* [Document passage]:
-----
The use of the word ‘one’ in the title obviously conjures up images of that cunt Bono and the awful song he wrote with the shit lyrics ‘One’. Music is a very personal thing for me, in that everything I listen to is amazing and fuck you if you disagree. Never trust someone who says “oh I listen to a bit of everything me” and never trust someone who raves about dubstep.

We kicked off with a woman in Chelsea who wasn’t eating or talking. Surely that was John Terry after he erupted into a crying cunt after missing that infamous penalty kick in the Champions League final 2008. I feel a bit wary looking at human art, it all seems a bit too tribalistic and personal for my rather basic tastes. Give me a picture perfect drawing of a dog wearing a hat with a pair of sunglasses and I’ll be one happy boy. Also people starving themselves for attention – do me a fucking favour. The only thing that Bobby Sands ever accomplished was a few hundred shit jokes for crap amateur comedians like me to use.

Carrie was getting stared at by some old Russian bastard. According to rumours, a few humble fans of this blog disapprove of my sweeping statements where I insult entire countries based on nothing more than hearsay, but I can say for sure that all Russian people do in fact smoke crack, that’s pure and simple. This old dude was an artist, a job title that sits somewhere between ‘professional skateboarder’ and ‘backing singer for Whitney Houston’ in terms of useless vocations.

Miranda and Black Robert were still a couple, but were stagnating like an autumn leaf covered in the cum of a sexual predator. This was despite his natty pink shirt and pizza box combination, and him bringing her a cookie emblazoned with the word’s ‘I love you’. What could have been a tender romantic moment was ruined by Miranda guzzling the cookie out of shame, like the aforementioned sex predator wiping his rapey cock on the innocent autumn leaf. Miranda’s problem was that she couldn’t tell Black Robert that she loved him, as she just wasn’t sure. Like I alluded to in the last episode, if you’re more interested in your ex finding you having sex with a black man than having sex with a black man, perhaps it’s time to go back to the white stuff.
-----
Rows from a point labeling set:
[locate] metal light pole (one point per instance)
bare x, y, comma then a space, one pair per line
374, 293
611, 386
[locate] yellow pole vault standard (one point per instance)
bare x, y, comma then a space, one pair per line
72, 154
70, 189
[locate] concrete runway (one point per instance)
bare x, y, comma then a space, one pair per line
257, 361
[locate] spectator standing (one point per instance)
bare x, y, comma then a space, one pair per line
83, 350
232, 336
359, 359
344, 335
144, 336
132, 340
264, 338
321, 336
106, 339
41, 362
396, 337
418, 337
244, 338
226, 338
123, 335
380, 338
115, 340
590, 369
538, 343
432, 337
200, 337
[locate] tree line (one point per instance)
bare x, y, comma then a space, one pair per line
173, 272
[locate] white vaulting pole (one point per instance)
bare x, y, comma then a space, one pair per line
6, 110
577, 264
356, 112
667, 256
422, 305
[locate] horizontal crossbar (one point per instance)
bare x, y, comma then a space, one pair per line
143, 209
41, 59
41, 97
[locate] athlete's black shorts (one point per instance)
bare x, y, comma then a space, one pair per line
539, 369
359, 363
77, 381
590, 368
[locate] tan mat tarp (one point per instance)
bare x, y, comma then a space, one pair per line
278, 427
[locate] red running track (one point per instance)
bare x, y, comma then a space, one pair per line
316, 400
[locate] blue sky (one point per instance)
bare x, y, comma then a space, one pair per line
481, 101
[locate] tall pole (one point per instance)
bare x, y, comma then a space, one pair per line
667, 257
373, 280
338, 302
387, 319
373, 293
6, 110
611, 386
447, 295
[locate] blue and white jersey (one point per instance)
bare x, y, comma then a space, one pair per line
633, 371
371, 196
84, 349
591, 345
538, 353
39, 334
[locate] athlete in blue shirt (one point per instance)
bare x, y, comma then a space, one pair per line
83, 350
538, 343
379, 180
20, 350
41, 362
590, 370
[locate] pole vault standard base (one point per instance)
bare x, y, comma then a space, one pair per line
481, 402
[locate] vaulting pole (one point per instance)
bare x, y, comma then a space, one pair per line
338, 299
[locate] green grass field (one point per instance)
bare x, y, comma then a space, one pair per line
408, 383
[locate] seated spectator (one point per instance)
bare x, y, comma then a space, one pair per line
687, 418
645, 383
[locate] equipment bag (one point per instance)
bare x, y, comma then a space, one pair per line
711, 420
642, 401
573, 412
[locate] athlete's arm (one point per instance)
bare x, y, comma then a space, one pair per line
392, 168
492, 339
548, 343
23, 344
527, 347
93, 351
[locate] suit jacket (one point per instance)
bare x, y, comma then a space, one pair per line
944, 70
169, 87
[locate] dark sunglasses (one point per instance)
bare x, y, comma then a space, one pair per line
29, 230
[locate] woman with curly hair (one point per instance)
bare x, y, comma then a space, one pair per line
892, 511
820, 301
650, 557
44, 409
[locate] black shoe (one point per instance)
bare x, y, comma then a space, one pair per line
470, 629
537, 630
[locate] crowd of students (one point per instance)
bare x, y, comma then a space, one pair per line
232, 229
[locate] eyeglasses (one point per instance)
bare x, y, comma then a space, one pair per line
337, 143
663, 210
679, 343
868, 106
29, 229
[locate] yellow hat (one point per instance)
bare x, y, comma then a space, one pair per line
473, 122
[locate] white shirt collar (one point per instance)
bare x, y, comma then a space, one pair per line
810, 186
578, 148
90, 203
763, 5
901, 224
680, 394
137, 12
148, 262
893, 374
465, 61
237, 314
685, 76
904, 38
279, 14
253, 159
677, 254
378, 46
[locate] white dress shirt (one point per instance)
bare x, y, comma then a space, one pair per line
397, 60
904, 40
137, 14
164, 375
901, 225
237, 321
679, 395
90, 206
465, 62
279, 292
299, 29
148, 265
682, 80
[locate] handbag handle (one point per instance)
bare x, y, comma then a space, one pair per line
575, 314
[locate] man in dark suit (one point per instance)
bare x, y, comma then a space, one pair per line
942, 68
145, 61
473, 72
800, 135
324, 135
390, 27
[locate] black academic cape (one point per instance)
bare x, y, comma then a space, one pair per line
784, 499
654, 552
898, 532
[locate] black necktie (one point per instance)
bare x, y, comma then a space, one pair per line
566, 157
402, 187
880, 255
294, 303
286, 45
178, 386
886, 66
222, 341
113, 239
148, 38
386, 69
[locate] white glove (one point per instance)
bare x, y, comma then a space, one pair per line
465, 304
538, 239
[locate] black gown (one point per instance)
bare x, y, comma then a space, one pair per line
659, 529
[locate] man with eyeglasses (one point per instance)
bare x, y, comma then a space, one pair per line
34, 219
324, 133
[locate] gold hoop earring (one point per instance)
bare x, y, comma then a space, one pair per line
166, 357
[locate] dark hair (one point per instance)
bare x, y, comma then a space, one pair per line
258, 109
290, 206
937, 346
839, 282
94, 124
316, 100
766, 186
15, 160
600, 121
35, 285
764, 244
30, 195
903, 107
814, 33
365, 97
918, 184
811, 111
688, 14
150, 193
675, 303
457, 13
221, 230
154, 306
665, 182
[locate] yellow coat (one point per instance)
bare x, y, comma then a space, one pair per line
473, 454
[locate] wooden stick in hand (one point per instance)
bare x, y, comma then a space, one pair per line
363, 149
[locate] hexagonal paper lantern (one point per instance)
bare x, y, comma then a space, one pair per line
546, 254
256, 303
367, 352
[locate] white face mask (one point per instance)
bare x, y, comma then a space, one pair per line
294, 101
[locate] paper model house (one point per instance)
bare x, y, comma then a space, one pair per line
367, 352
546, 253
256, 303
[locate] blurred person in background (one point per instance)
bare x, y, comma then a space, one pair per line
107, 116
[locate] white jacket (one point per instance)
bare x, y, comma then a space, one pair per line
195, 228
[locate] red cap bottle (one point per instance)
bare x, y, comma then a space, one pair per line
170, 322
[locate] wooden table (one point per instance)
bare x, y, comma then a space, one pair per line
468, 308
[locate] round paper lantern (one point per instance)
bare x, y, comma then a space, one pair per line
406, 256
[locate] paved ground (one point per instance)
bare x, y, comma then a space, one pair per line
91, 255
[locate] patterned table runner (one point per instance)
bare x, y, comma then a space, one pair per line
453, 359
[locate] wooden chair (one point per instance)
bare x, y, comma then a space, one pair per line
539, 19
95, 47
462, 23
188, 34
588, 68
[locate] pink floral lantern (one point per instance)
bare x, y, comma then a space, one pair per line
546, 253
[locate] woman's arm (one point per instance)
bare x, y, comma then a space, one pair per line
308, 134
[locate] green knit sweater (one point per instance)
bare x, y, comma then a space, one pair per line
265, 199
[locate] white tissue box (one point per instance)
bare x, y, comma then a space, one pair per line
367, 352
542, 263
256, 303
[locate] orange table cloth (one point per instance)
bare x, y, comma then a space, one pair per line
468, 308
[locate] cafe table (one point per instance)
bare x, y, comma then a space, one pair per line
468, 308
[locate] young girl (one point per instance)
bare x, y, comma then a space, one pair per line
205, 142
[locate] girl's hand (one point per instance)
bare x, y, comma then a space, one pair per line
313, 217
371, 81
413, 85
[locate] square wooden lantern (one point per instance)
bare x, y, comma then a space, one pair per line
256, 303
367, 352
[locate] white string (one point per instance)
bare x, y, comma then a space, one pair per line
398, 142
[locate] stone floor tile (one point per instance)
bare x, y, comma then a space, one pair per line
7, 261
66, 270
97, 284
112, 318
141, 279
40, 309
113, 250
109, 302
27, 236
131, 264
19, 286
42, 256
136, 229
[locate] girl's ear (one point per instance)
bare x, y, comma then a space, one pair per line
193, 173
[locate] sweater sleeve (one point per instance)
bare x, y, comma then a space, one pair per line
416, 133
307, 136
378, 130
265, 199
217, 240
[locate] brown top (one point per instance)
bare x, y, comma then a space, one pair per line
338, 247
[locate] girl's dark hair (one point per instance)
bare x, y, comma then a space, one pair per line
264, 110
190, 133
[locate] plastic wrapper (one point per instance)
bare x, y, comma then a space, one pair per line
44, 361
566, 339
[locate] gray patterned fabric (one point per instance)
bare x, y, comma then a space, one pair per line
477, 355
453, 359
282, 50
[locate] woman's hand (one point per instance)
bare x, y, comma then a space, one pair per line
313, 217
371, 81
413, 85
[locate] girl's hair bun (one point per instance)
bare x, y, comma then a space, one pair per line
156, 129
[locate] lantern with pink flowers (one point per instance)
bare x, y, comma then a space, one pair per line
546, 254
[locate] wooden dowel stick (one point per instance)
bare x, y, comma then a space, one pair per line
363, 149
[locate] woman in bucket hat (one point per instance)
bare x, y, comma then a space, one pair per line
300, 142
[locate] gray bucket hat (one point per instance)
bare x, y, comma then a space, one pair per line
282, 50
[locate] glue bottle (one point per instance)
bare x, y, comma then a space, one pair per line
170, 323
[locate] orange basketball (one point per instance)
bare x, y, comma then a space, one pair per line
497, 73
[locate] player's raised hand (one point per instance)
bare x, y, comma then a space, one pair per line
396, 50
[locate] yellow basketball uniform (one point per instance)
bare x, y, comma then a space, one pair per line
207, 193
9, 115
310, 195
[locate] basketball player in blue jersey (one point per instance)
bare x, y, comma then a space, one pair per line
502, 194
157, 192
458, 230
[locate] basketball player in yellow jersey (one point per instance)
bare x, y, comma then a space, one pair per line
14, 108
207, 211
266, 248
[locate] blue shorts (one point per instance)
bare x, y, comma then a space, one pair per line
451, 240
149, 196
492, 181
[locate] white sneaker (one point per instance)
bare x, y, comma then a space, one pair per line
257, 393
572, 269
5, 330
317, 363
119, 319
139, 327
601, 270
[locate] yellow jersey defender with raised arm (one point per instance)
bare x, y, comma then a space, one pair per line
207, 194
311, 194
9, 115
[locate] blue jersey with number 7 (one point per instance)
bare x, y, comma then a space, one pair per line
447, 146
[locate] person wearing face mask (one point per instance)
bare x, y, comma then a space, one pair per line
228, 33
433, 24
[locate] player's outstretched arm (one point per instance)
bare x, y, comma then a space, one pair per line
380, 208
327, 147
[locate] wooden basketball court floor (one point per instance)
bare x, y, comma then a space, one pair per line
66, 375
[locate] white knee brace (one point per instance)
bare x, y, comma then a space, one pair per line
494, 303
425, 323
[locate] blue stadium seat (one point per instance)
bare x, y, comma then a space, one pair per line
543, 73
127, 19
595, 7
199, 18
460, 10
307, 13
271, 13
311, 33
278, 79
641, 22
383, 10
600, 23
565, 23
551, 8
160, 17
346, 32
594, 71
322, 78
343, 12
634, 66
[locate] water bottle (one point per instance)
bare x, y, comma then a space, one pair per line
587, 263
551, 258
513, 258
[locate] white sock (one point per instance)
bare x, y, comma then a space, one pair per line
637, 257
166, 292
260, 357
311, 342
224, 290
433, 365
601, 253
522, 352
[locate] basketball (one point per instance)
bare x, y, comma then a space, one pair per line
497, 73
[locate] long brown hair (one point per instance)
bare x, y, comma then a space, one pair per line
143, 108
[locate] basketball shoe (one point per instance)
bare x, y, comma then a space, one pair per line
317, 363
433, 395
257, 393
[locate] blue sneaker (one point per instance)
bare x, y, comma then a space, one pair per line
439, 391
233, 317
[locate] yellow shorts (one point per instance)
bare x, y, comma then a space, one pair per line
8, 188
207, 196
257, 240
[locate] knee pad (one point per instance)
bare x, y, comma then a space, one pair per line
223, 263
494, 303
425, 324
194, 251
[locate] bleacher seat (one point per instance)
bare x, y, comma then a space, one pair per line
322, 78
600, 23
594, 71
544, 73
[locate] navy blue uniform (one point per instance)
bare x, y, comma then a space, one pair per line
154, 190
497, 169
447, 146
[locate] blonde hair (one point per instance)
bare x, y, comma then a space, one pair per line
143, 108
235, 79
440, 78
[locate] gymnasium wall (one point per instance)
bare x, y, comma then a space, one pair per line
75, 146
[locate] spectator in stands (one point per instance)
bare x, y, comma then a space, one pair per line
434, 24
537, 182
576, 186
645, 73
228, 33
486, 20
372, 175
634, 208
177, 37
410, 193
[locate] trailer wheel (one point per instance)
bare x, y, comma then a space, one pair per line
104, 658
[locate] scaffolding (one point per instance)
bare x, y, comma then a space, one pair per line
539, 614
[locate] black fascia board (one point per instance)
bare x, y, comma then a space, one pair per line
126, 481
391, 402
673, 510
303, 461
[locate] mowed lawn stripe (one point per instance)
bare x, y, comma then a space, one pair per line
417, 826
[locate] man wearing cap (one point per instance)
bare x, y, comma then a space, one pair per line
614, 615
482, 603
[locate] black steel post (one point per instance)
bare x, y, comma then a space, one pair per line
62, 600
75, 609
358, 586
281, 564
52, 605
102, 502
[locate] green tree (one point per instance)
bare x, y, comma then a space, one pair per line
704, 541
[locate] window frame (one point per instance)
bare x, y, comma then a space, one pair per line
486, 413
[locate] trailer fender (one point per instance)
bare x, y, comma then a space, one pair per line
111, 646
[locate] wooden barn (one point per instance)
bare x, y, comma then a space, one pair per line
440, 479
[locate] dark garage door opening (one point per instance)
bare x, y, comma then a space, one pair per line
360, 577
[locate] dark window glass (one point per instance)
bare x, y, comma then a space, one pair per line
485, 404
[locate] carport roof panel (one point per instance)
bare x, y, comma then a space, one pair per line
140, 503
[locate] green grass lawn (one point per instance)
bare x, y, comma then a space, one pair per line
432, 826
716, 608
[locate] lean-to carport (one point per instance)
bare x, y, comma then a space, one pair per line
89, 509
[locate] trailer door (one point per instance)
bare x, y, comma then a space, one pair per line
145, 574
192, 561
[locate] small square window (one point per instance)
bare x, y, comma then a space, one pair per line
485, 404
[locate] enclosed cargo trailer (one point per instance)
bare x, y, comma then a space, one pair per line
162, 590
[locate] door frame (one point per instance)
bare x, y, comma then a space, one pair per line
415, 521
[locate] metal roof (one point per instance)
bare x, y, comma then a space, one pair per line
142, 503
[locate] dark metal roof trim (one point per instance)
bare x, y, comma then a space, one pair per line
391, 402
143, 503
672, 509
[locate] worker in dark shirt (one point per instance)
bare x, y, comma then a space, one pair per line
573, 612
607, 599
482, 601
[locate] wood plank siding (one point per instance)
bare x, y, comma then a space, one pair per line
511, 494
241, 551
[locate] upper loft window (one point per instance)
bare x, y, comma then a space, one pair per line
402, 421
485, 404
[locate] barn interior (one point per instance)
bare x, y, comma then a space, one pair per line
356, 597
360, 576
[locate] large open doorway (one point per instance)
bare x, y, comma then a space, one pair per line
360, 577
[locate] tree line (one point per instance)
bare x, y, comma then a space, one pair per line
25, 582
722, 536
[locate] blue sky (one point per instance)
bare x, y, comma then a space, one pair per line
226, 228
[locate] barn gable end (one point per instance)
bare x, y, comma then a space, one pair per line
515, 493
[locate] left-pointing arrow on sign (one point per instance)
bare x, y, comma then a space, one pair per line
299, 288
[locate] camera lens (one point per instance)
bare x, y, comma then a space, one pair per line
-----
* [Actions to take]:
[a] Please list every real public figure the episode recap mentions by name.
[b] Resume the episode recap right after its final sentence.
The rows aren't needed for any of this work.

* [Solved problems]:
[a] Bono, John Terry, Bobby Sands, Whitney Houston

[b]
Samantha was experiencing problems – fading eyesight and greying pubic hair, but nothing compared to the misery Charlotte went through, as she fell pregnant, but just as quickly miscarried and lost her baby. Her character has been through a lot of strife, and a lot of misery, and this new setback depressed me even further. The storylines in this episode – worries about love, worries about children, and worries about pubes made me question whether any of us ever actually grow up, or whether life is essentially one big Peter Pan theme park ride.

Carrie vented her spleen over Valentines Day, and surprise surprise she was against it. Cynics of Valentines are such dickheads, always regurgitating the same old spiel about commercialism and how ‘I don’t need one day to be nice to my partner!’ Of course you don’t, but it’s hardly a bad thing is it, to be nice and tell someone just how much they mean to you? Therefore I propose St. Martins day, no, not a celebration of the rather pretentious university (apart from Alex O’Brien although he’s pretentious in his own special way) but rather another day in the calendar to be lovely.

Miranda and Steve’s baby Brady celebrated his first birthday, in a room containing a woman who had recently lost her own baby, a woman coming to terms with aging, a shit columnist embarking on a relationship with a dickhead Russian artist, and a big black doctor with so called ‘caring hands’. Hardly the most auspicious of starts for a new life in the world, let alone a ginger one.

Steve and Miranda ended up in the closet together, and admitted their love for each other after months of fucking other people. Must be easier for Miranda, as she’s had the good sex with the big cock, whereas Steve must be continually wracked with self-doubt as to whether he’s man enough for the job. Although considering the woman who plays Miranda actually prefers the clunge to the cock, it’s not much of a problem. That last bit actually has no relevance to anything, I just realised I haven’t slagged off lesbians recently to complete my collection of every single group of people in the world that I’ve managed to slag off. Speaking of which, people who wear hats indoors – fucking idiots.

We ended with Carrie enjoying a dinner with the Russian bloke, and her asking him some arty questions. I’ve got some questions for most people who ‘do’ art – why do you fucking bother? With the exceptions of my girlfriend, Jackson Pollock and Sonny and Cher, how many people truly make great art? At a push the cartoonists behind the old Hanna and Barbera cartoons, but apart from that fuck all.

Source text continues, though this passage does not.